Saved entries:
——
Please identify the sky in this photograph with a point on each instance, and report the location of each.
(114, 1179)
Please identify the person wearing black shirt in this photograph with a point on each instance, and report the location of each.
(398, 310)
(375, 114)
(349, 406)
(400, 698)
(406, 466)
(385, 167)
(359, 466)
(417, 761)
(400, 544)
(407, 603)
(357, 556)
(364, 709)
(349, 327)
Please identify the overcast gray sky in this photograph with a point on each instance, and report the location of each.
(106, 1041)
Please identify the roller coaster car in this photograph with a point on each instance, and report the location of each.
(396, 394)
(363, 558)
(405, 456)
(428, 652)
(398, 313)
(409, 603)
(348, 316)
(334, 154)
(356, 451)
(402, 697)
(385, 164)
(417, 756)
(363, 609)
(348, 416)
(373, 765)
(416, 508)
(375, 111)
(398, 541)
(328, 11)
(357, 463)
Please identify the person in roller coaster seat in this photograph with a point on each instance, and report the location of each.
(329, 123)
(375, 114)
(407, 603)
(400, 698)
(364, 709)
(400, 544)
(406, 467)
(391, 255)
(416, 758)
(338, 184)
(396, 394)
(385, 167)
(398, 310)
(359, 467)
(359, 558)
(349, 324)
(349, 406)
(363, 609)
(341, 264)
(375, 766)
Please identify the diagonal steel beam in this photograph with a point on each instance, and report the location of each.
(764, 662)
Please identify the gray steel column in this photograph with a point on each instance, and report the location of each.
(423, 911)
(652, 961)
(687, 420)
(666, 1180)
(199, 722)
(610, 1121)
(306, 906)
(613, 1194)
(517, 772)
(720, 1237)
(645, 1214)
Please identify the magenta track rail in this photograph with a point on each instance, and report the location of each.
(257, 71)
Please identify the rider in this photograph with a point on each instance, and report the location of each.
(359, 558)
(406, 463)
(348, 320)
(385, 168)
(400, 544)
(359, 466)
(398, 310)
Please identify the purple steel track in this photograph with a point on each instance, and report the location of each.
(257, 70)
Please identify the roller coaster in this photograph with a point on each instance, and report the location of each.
——
--- Directions for this task ---
Repeat every line of the material above word for word.

--- Correct response ---
Please identify the sky in this photograph with a point on each instance, and report the location of each.
(114, 1179)
Please identify the person wearing black shirt in this photograph with a point on each instance, and report the location of each.
(398, 310)
(375, 114)
(349, 406)
(400, 698)
(406, 466)
(385, 167)
(359, 466)
(417, 761)
(400, 544)
(407, 603)
(357, 556)
(364, 709)
(349, 327)
Please identify the overcast gray sky in this photograph with a point on each instance, and report the location of each.
(106, 1041)
Please identify the roller coaster car in this photograph with a point on each instance, and report the location of each.
(396, 394)
(363, 558)
(405, 456)
(428, 652)
(398, 313)
(409, 603)
(348, 316)
(334, 154)
(356, 451)
(402, 697)
(385, 164)
(417, 756)
(363, 609)
(348, 416)
(373, 765)
(416, 508)
(375, 111)
(398, 541)
(328, 11)
(357, 463)
Please identify the person in roller coaster seat in this photograph with a point on each instance, and report the location of each.
(329, 123)
(375, 114)
(407, 603)
(400, 698)
(364, 709)
(400, 544)
(406, 467)
(391, 255)
(416, 758)
(338, 184)
(396, 394)
(385, 167)
(398, 310)
(359, 467)
(359, 558)
(349, 324)
(349, 406)
(363, 609)
(341, 264)
(375, 766)
Please identify the diagonal steel beam in this photograph with a point on each instance, and report the location of each.
(764, 662)
Please identify the gray steel column in this photograph with a point on each instance, and report the location of each.
(423, 911)
(652, 961)
(687, 420)
(666, 1180)
(199, 722)
(610, 1121)
(306, 906)
(613, 1194)
(517, 772)
(720, 1237)
(645, 1214)
Please identify the magenta track rail in this photograph with a point on each instance, and report the location of each.
(257, 71)
Please identify the rider in this photograph with a point on each instance, and report the location of each.
(359, 558)
(406, 463)
(348, 320)
(385, 168)
(400, 544)
(359, 466)
(398, 310)
Please identify the purple steel track in this photograph with a point on each instance, and report the location of each.
(257, 70)
Please identify the roller coaster in this photograph with a point on each instance, and report the location of each.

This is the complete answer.